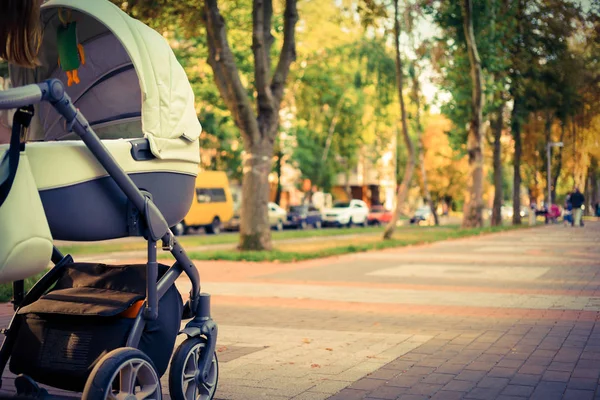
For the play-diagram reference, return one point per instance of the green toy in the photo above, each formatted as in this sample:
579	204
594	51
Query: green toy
70	52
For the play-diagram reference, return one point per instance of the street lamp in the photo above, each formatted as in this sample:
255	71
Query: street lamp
548	147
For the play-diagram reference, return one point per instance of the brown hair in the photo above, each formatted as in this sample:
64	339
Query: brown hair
20	32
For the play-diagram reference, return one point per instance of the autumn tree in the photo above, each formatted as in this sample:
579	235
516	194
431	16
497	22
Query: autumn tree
258	123
410	161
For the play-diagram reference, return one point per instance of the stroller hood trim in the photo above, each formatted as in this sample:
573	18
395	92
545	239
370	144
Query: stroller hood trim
169	119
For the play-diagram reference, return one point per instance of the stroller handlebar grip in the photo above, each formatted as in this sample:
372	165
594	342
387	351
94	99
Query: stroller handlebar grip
20	96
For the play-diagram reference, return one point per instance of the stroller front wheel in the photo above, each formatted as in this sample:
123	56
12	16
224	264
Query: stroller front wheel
124	373
184	379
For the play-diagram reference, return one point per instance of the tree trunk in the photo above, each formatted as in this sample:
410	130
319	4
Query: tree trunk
424	186
258	128
410	161
497	126
278	172
516	131
255	230
548	136
473	210
557	170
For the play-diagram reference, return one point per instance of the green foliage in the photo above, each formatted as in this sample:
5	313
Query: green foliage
339	89
405	237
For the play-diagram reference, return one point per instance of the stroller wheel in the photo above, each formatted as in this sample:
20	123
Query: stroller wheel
184	375
124	373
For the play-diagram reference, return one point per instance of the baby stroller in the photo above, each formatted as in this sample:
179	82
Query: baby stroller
127	168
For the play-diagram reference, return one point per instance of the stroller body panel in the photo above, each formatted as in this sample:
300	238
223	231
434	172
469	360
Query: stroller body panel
97	188
82	202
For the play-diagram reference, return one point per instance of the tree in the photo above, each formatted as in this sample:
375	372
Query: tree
259	128
410	162
473	216
258	125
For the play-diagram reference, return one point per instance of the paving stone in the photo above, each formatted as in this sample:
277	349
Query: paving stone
556	376
518	390
577	394
459	386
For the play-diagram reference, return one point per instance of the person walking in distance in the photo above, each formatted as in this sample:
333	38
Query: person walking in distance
577	200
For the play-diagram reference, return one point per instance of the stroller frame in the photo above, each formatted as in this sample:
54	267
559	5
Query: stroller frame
151	221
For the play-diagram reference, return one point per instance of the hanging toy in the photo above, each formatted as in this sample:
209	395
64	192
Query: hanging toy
70	52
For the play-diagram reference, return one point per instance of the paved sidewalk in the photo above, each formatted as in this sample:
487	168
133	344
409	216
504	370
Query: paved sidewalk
504	316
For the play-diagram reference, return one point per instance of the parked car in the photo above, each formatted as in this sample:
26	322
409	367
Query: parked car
301	217
277	218
379	215
234	223
423	216
347	213
211	207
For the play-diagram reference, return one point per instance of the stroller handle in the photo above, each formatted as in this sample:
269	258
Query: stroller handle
22	96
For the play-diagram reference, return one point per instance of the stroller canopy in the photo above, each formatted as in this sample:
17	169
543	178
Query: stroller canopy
131	84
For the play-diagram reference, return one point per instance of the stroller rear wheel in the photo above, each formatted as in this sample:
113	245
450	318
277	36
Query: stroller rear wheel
124	373
184	376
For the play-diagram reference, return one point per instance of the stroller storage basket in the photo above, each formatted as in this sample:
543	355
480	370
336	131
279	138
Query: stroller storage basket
88	313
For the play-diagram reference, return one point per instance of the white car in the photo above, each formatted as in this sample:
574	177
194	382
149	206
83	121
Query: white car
277	216
354	212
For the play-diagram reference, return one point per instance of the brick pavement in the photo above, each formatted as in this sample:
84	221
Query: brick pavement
504	316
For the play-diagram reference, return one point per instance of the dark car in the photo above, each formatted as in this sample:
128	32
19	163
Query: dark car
301	217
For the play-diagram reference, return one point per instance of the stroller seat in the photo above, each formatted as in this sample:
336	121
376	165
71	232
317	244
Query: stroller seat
83	203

-- EXERCISE BRIEF --
Reproduce all the data as it stands. The pictures are not part of the copy.

-- OUTPUT --
For the play-diagram reference, return one point per instance of the green toy in the photo above, each formatted as in this sample:
579	204
594	51
Query: green toy
70	52
For the play-diagram reference, return one point per instance of the street lamp in the photo above, each formatted as in this sample:
255	71
Query: street lamp
548	147
For the play-diagram reference, return one point per instance of the brown hair in the photo above, each formatted as in this sample:
64	339
Query: brown hair
20	32
For the play-diagram reference, return one point per instance of the autumn tree in the photo above, each formatted as in this sample:
579	235
516	194
431	16
497	22
Query: autumn tree
258	123
410	161
For the play-diagram reference, return one point per instance of the stroller hood trim in the photo above, each formatted as in this sample:
573	18
395	92
545	239
370	144
Query: stroller hood trim
169	119
For the play-diagram reference, return one point per instance of the stroller handlebar grip in the photo above, each formatted as in this sample:
372	165
594	342
387	351
94	99
Query: stroller handlebar grip
20	96
For the play-diagram reference, return one point per instance of the stroller front wheel in the photo above, each formatted as in this sample:
123	56
12	16
224	264
Query: stroller front wheel
124	373
184	379
For the play-diagram reference, return one point per instance of the tree trunk in the photo above, each formatted as in this sample:
410	130
319	4
Query: tree trunk
424	186
258	128
410	161
497	126
278	172
516	131
255	230
548	136
473	210
557	170
For the play-diagram reference, return one point per instance of the green foliage in the photo above, each formatted as in this sample:
5	313
Query: green foliage
339	89
405	237
For the play-diagram reference, return one point per instance of the stroller wheel in the photo above, each formatted as in this sample:
20	123
Query: stroller wheel
184	375
124	373
For the play-diagram reference, return one point per instance of the baby stroller in the photo above, each formatted as in this sample:
179	82
Query: baby stroller
127	168
For the play-diagram reference, return one point per instance of the stroller body panel in the photo above, each formatted as in this sample:
300	238
223	231
434	172
469	360
Query: stroller body panel
97	188
82	202
For the play-diagram reference, return one point per instance of the tree in the photo above, each formatted as in this sample:
375	372
Query: tree
259	128
410	162
473	216
258	125
For the play-diagram reference, return one point per instance of the paving stone in the photo above, each formatted as in this sample:
277	349
Query: paving stone
556	376
518	390
577	394
459	386
For the play-diagram reference, return one point per instance of the person walking in distance in the photo above, each formatted as in this sample:
333	38
Query: person walking in distance
577	200
For the play-diagram reference, return one point per instance of the stroller frame in the photo above, each formatted as in this sample:
54	267
559	5
Query: stroller frame
151	221
For the play-diagram reference, return one point per instance of the hanging toy in the photo above, each formatted as in this sample:
209	395
64	192
Query: hanging toy
70	52
For the play-diagram reference, return one point per instance of the paved sidewalk in the photo above, each formatted as in this sample:
487	168
133	344
409	216
504	370
Query: paved sidewalk
504	316
For the play-diagram reference, return one point per instance of the parked car in the photo above, each formatted as in this sample:
26	322
409	367
Query: parked car
301	217
277	218
379	215
234	223
423	216
347	213
211	207
For the play-diagram reference, return one point per instance of the stroller handle in the photo above, each formatted as in this sample:
269	258
Query: stroller handle
22	96
For the play-diagram reference, return one point per instance of the stroller canopy in the photo above, each formatted as in this sample:
17	169
543	178
Query: stroller canopy
131	84
For the play-diagram reference, return one point per instance of the stroller rear wheel in the photo above, each formatted as in this sample:
113	245
450	318
277	36
Query: stroller rear wheel
124	373
184	376
For the play-diagram reference, return one point per instance of the stroller storage basket in the photo above, each formatted as in this sample:
543	355
480	370
336	131
279	138
Query: stroller storage basket
88	313
For the play-diagram reference, return one point per instance of the white car in the photo above, each formatted as in this sample:
574	177
194	382
149	206
83	121
Query: white car
277	216
354	212
For the play-diagram reference, return one point per instance of the brick pavement in the photo above, each formatted as in this sample:
84	221
Query: brick pavement
504	316
For the play-diagram reference, return one point per instance of the dark car in the photo above, each formatted as in this sample:
128	32
19	163
Query: dark car
301	217
For the play-diagram reference, return one point per instance of the stroller seat in the photo above, each formatted as in this sample:
336	121
376	165
71	232
317	244
Query: stroller seat
83	203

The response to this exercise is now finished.